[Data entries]
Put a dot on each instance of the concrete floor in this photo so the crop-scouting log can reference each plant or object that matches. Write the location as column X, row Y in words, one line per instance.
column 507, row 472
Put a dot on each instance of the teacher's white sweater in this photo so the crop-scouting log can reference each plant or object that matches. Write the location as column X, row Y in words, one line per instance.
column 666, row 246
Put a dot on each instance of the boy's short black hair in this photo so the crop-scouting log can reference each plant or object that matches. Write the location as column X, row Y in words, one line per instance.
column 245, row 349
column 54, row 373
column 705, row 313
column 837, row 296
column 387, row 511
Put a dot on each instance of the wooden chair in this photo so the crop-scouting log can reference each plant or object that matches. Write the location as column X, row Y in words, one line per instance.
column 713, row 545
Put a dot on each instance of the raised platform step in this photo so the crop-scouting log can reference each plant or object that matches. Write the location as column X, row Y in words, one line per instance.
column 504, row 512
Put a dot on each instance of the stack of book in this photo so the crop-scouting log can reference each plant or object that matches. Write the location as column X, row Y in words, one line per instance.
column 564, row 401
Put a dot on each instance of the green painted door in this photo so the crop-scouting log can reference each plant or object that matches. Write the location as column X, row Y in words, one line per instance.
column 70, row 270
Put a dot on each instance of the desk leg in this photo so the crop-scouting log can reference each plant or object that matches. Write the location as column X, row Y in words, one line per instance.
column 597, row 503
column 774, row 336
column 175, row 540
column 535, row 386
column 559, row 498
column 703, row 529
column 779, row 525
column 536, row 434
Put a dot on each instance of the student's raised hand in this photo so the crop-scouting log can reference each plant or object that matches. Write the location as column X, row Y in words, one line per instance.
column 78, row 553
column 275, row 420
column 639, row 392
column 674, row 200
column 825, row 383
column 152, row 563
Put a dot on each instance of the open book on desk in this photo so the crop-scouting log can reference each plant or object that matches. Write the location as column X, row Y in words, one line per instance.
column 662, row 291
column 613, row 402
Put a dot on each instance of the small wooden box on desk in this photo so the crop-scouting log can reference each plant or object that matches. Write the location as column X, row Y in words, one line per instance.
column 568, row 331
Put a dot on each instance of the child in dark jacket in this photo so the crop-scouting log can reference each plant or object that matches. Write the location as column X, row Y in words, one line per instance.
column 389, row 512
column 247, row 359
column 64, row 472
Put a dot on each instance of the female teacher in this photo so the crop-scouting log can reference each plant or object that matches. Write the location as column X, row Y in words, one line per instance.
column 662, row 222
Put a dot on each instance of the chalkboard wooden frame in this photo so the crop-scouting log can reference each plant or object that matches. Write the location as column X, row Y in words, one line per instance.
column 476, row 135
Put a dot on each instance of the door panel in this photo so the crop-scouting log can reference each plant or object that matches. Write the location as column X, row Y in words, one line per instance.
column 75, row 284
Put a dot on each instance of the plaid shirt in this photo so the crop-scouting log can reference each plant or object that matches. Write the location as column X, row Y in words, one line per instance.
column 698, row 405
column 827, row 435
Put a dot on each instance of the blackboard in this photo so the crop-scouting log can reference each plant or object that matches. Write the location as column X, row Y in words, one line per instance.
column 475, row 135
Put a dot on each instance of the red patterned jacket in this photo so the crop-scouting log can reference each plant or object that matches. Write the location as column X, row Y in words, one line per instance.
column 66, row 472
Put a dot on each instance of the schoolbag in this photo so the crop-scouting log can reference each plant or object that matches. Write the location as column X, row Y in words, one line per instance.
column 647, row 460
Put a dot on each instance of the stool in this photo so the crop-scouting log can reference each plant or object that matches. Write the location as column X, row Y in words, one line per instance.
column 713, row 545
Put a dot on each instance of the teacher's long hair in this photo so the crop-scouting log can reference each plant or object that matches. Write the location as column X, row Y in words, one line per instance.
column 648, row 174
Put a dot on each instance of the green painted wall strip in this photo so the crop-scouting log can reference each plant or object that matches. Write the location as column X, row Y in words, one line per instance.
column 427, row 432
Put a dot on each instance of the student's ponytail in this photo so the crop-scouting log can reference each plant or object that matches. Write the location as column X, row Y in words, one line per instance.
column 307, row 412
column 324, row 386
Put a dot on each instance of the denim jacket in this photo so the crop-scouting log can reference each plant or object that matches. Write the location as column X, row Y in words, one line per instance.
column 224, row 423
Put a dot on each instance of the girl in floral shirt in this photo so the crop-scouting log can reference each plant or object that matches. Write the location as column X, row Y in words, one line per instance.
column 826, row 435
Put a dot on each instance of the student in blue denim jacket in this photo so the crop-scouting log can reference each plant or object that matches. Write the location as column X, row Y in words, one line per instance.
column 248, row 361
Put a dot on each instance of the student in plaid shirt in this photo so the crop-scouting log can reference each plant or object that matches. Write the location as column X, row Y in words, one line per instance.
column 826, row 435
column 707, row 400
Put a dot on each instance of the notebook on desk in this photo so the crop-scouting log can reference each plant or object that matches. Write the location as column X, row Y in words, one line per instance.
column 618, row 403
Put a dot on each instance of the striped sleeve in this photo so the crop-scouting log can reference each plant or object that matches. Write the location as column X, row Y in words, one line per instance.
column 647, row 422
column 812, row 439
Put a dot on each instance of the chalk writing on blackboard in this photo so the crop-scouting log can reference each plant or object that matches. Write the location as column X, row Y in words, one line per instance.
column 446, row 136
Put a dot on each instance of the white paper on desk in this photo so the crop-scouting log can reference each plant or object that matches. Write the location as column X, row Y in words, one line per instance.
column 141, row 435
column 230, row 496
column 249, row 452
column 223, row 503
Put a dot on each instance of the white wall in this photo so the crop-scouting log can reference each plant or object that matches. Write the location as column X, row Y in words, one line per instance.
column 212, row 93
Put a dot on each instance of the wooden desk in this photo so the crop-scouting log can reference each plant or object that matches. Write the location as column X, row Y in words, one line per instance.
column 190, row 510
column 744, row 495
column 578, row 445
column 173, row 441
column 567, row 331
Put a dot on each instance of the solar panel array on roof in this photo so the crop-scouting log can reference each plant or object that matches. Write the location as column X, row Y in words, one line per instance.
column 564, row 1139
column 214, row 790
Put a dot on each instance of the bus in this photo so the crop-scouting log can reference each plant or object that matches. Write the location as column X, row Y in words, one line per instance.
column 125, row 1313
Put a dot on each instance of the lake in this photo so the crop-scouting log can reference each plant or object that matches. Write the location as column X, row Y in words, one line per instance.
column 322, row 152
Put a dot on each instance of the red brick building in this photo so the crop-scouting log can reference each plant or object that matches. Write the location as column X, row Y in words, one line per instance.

▶ TASK DESCRIPTION: Render the lines of the records starting at the one containing "Put a dot on each instance of the open" and ending at the one containing "column 568, row 331" as a Markdown table with columns n and Line, one row per line, skipping any blank lines.

▶ TASK OUTPUT:
| n | Line |
|---|---|
| 1 | Put a dot on each instance of the open book on desk in this photo so the crop-scouting log can reference each plant or object that matches. Write the location as column X, row Y in words, one line per instance. |
| 2 | column 662, row 291 |
| 3 | column 613, row 402 |
| 4 | Put a dot on each instance of the small wooden box on desk in this photo so the crop-scouting log can reference each plant or object that matches. Write the location as column X, row Y in words, one line per instance. |
| 5 | column 568, row 331 |